» Written problem
Which lines of the data below contain the string "church"? Collect every one of them, treating uppercase and lowercase as different.
+++ Information given
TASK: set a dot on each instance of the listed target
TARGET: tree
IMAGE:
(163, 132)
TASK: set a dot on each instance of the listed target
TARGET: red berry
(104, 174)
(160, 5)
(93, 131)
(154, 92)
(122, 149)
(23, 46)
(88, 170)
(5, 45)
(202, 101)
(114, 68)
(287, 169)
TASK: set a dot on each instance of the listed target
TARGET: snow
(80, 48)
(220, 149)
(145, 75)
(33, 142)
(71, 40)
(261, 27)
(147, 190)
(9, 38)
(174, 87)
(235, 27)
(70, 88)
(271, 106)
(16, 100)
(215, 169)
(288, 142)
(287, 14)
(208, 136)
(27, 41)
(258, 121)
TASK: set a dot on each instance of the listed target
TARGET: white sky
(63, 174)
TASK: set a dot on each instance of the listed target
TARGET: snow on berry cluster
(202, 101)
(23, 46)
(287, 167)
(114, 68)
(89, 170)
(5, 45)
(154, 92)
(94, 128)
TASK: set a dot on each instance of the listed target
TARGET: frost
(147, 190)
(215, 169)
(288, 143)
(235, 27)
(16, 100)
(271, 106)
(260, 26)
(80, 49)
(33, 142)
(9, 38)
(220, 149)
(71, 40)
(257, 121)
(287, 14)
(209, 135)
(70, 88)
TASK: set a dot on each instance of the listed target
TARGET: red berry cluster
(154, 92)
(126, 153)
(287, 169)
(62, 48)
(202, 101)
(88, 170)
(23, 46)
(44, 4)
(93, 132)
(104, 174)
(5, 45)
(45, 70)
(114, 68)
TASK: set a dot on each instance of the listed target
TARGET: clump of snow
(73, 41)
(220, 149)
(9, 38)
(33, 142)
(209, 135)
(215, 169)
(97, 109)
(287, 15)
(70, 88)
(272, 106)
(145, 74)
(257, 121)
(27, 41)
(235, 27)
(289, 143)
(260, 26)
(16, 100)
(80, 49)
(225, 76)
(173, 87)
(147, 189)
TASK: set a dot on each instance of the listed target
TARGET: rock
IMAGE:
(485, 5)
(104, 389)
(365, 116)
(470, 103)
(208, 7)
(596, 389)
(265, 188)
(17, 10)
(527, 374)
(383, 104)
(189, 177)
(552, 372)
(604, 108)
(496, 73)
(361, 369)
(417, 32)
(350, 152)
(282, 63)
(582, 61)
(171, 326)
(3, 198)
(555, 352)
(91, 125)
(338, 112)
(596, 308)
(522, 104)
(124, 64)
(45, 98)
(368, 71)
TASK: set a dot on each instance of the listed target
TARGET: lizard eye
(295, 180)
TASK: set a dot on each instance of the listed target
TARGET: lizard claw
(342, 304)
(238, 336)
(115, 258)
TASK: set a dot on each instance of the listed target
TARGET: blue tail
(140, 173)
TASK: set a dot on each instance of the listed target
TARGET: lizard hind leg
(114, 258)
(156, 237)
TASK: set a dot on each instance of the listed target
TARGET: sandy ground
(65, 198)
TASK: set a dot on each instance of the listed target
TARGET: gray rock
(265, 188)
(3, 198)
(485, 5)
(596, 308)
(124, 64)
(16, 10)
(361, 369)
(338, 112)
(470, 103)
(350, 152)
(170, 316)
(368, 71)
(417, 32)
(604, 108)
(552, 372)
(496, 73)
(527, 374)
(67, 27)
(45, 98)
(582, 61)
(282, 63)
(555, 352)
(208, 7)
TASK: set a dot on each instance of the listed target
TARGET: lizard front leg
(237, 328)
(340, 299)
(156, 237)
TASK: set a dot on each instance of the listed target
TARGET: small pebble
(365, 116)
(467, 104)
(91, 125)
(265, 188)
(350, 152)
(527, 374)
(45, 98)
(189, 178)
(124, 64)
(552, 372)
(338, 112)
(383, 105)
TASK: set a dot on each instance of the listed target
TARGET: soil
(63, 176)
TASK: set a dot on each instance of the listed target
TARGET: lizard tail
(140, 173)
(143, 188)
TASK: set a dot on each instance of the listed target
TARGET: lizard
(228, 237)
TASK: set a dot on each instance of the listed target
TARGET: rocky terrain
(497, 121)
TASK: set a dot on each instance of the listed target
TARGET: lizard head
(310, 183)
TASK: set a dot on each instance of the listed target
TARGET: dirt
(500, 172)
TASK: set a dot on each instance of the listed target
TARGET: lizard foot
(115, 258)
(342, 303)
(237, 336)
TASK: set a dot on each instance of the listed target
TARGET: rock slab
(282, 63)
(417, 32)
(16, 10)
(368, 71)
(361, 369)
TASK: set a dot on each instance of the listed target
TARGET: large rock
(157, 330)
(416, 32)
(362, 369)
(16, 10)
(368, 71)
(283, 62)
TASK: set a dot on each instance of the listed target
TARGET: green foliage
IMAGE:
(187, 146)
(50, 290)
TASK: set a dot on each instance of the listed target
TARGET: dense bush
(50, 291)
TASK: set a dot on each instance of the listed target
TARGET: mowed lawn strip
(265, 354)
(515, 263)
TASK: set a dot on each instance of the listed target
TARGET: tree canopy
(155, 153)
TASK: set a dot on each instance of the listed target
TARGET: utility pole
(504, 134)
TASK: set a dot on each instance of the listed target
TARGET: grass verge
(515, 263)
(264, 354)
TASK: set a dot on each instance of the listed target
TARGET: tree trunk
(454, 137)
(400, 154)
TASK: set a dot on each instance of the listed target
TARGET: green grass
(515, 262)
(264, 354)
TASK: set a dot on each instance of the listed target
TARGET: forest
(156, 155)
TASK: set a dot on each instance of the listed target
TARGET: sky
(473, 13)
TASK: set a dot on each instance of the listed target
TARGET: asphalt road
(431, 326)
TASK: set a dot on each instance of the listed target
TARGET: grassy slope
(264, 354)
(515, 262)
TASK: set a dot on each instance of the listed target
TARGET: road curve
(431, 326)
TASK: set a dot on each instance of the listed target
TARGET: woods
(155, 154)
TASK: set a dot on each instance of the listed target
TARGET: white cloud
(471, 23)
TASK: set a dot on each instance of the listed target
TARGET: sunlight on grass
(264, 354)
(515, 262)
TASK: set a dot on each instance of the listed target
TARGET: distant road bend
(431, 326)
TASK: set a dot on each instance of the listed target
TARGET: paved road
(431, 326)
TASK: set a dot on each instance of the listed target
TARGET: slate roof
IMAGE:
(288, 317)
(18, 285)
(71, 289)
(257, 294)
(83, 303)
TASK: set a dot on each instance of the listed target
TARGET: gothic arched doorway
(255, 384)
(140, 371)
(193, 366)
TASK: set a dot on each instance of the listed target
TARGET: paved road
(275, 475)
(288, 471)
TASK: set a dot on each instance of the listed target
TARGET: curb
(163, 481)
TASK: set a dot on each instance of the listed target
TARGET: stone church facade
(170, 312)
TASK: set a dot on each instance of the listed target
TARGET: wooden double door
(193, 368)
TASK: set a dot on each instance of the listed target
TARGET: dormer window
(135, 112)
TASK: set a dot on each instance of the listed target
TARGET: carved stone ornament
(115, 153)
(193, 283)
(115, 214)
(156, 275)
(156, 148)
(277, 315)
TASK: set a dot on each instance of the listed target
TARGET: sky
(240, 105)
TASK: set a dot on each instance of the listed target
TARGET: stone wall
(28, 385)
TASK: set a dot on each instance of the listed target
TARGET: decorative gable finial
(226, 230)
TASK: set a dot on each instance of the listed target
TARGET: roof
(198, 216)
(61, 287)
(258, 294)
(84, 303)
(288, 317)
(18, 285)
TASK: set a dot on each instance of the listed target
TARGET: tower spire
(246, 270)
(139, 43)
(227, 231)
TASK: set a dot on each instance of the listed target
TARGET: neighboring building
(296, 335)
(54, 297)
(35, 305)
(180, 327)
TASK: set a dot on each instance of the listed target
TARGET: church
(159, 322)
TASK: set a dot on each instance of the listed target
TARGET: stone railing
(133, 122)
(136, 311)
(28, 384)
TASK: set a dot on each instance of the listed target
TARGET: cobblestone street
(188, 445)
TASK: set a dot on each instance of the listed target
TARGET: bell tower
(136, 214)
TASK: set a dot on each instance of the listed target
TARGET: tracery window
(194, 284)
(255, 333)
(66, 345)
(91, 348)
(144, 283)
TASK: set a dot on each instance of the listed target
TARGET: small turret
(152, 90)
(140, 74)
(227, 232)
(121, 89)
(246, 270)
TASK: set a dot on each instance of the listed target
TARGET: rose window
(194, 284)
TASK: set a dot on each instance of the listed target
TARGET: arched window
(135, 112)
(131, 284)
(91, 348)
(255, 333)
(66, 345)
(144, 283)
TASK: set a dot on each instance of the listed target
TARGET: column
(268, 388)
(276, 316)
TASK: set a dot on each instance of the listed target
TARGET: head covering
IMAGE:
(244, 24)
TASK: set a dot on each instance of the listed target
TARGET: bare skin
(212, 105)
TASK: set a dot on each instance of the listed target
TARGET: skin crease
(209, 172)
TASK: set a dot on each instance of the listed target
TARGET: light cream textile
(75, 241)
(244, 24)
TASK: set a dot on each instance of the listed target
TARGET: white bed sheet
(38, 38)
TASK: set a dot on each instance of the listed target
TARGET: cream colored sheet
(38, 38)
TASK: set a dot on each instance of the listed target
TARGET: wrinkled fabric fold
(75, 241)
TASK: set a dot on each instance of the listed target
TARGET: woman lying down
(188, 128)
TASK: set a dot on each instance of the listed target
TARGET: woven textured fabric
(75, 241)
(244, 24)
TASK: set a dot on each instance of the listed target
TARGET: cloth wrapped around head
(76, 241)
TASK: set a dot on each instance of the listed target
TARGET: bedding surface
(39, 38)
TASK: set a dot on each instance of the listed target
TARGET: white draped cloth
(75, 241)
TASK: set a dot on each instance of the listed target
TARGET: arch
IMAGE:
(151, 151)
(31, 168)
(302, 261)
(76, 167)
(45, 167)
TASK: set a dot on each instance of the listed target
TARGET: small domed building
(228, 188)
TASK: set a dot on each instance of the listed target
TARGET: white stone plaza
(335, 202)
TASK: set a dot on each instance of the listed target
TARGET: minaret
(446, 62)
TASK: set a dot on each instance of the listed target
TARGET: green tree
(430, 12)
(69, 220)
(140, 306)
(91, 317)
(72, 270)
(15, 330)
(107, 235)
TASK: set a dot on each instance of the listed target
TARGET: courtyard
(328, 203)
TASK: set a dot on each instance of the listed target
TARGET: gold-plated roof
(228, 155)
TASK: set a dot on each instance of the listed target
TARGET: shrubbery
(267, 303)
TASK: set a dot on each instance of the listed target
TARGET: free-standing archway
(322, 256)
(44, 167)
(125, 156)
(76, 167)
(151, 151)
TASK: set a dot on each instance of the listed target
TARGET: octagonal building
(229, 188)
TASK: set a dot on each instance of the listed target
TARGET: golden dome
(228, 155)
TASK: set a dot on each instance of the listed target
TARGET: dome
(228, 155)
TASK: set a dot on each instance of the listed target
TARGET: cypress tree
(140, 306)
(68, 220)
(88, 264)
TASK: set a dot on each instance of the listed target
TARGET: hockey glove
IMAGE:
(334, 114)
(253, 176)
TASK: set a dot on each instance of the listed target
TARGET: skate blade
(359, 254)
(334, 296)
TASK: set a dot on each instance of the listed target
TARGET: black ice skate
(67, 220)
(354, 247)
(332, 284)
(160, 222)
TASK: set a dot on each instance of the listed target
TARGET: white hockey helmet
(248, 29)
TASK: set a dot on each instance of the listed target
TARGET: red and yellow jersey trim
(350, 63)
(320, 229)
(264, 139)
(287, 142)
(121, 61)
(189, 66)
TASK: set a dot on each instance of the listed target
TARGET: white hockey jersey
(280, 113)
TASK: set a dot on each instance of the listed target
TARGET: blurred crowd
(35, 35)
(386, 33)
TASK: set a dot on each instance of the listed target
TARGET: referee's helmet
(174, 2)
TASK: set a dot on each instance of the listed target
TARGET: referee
++++++
» Task output
TARGET: stone church facade
TARGET: church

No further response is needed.